Natural-language object grounding data:
::::::

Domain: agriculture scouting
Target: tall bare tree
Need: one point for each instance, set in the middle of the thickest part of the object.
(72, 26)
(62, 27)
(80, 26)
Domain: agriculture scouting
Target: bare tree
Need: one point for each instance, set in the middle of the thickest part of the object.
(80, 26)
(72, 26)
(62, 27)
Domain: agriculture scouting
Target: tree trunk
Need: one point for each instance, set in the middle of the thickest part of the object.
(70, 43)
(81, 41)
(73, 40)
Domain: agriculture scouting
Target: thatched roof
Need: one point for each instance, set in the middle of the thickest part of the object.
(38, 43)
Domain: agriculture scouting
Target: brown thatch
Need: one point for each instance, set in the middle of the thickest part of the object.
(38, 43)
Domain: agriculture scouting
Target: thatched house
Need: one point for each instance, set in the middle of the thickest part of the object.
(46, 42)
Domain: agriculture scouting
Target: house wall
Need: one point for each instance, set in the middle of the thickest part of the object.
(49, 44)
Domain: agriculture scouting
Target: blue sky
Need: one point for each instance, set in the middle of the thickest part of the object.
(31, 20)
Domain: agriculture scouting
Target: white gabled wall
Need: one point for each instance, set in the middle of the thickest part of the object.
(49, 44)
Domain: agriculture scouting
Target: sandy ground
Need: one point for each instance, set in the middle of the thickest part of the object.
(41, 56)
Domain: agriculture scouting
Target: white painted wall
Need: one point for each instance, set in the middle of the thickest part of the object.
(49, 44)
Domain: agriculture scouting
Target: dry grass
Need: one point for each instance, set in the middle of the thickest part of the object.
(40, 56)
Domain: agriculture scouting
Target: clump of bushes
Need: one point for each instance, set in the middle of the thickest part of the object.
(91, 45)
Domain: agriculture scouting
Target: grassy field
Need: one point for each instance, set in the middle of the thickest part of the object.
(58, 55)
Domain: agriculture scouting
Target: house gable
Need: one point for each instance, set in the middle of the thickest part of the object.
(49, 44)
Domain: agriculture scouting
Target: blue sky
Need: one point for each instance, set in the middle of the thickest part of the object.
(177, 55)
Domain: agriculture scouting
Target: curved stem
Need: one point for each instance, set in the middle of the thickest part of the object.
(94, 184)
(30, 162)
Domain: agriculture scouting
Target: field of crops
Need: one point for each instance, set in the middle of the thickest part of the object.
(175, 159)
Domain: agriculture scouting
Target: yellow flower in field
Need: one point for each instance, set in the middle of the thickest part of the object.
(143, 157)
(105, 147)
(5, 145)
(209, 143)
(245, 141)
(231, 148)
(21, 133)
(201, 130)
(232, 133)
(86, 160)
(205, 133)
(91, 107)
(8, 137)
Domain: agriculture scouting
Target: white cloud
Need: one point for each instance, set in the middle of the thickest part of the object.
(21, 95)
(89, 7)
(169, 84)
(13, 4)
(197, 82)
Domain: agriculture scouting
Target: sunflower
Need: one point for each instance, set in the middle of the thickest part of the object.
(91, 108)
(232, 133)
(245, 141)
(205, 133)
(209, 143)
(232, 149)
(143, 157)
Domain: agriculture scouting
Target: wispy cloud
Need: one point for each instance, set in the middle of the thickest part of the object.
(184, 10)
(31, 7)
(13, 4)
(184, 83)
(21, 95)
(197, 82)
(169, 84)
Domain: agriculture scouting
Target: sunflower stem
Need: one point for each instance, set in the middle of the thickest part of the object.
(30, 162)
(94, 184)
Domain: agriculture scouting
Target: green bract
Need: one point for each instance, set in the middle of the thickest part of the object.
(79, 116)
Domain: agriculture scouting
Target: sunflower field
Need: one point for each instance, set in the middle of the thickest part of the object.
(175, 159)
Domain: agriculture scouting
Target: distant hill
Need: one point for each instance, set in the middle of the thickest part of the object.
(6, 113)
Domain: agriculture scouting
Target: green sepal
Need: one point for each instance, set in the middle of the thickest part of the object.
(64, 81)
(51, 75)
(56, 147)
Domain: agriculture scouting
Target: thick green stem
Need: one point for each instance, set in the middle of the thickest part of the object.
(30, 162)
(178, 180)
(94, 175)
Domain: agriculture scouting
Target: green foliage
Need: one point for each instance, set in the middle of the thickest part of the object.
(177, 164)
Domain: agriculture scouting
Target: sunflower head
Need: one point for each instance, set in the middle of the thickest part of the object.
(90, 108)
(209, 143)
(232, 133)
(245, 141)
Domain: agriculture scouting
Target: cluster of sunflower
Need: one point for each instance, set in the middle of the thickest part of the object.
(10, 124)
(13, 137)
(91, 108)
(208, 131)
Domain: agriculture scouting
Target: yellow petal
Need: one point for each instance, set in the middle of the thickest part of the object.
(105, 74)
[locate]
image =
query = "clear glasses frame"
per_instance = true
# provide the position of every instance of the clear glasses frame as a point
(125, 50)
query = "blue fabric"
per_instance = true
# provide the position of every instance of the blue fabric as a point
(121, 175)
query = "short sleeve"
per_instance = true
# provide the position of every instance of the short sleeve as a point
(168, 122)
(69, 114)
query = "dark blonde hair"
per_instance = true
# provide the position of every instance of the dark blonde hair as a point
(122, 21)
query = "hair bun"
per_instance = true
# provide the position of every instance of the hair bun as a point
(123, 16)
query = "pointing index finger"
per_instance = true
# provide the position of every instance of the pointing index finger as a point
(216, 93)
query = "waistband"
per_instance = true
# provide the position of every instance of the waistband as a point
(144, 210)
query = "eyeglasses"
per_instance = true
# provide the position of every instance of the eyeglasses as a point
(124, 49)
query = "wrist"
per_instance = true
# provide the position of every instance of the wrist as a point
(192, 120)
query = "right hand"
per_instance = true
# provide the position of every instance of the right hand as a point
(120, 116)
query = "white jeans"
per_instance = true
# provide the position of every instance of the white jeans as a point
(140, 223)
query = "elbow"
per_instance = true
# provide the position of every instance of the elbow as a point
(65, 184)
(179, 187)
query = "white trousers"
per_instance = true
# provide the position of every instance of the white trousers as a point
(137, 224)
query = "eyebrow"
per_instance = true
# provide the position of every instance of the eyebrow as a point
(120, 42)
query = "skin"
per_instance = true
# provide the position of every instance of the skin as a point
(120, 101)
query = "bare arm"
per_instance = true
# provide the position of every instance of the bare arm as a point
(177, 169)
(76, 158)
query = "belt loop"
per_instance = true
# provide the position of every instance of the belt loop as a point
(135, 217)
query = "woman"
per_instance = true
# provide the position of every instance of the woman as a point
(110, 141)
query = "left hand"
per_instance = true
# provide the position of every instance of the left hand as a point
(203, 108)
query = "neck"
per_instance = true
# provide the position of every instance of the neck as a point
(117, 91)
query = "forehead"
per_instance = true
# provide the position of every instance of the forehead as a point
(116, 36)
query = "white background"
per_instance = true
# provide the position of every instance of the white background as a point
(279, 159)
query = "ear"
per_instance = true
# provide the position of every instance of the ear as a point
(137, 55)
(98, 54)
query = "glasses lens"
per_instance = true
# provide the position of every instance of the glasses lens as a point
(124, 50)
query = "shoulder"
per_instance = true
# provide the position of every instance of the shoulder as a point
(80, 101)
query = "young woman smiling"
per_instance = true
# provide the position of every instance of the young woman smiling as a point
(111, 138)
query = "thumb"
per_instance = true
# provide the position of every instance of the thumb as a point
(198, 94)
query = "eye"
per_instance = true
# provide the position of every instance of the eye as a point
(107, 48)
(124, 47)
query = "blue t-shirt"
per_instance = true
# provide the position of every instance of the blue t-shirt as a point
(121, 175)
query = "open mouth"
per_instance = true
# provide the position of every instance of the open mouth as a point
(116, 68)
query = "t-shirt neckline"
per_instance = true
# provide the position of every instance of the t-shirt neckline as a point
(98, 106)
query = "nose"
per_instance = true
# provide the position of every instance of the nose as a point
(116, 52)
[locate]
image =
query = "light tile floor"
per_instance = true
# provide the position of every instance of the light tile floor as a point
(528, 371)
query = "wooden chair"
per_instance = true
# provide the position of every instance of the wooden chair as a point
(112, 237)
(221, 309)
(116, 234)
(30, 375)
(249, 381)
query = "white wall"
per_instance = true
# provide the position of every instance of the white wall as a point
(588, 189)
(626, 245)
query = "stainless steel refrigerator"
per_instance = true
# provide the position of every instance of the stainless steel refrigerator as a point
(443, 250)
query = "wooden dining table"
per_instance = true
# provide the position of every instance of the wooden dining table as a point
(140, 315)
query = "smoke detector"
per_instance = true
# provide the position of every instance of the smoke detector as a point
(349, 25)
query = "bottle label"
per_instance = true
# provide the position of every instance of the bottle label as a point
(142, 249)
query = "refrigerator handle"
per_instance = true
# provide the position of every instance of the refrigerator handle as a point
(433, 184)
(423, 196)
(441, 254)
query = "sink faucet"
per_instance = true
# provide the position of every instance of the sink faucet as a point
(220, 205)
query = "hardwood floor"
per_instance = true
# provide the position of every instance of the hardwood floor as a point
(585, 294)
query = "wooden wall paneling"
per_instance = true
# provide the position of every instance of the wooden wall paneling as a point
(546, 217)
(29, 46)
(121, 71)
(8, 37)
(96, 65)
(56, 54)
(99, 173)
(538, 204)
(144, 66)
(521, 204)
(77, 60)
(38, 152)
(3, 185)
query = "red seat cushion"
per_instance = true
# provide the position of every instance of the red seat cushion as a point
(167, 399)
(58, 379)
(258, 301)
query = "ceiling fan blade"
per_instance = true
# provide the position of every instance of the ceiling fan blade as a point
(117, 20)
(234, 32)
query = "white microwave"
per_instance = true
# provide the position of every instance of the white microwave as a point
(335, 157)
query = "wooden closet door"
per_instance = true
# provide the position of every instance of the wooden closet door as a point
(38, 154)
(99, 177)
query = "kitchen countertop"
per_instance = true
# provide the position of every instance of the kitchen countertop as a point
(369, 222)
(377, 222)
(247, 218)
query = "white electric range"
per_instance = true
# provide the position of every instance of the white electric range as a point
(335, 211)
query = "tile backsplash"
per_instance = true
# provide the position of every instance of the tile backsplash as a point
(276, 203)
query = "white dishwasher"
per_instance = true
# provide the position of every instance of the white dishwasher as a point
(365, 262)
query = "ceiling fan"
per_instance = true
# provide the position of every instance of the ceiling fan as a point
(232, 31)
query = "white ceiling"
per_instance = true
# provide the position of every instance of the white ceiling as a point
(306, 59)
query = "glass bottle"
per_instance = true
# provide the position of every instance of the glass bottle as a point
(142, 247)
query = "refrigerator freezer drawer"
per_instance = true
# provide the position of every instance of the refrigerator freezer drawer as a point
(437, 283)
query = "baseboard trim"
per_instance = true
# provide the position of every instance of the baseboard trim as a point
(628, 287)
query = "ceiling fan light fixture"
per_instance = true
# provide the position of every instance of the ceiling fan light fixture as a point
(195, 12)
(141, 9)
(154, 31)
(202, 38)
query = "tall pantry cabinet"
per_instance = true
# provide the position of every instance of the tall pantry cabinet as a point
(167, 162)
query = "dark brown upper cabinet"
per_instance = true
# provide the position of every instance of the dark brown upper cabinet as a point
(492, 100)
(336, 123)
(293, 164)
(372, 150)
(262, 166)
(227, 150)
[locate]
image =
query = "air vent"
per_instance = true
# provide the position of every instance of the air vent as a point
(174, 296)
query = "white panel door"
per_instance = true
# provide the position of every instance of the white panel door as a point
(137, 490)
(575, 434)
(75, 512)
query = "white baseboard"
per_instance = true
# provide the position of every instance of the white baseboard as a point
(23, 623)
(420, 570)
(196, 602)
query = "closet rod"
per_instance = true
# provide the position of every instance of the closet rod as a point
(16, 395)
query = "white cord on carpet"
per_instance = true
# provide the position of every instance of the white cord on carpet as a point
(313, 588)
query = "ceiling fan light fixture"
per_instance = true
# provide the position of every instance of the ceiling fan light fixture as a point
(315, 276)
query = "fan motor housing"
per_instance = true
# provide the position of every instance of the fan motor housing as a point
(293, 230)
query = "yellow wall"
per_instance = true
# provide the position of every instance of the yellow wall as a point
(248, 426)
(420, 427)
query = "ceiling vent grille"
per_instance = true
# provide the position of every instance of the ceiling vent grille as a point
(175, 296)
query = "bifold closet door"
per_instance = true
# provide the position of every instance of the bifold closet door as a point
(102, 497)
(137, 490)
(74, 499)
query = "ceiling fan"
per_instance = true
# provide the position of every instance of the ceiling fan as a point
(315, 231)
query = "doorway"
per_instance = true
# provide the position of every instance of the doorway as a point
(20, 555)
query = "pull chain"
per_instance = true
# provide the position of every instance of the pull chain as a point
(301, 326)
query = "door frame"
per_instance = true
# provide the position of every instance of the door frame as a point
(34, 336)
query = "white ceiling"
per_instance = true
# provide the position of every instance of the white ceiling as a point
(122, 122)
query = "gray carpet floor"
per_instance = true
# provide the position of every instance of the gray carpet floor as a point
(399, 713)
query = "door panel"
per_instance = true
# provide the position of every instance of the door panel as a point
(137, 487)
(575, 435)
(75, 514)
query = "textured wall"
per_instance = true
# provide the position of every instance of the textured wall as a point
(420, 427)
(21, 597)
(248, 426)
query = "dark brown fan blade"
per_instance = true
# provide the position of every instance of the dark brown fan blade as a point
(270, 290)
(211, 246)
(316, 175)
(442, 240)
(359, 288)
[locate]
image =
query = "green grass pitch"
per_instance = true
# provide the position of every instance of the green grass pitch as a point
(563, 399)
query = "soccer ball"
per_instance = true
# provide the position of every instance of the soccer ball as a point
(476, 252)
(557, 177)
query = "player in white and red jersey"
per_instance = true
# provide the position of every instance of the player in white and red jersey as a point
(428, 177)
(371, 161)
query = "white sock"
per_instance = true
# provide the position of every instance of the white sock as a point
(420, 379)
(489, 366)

::::::

What the exercise asks: What is the number of lines in the entries that include the string "field"? Reply with that number alone.

Exercise output: 4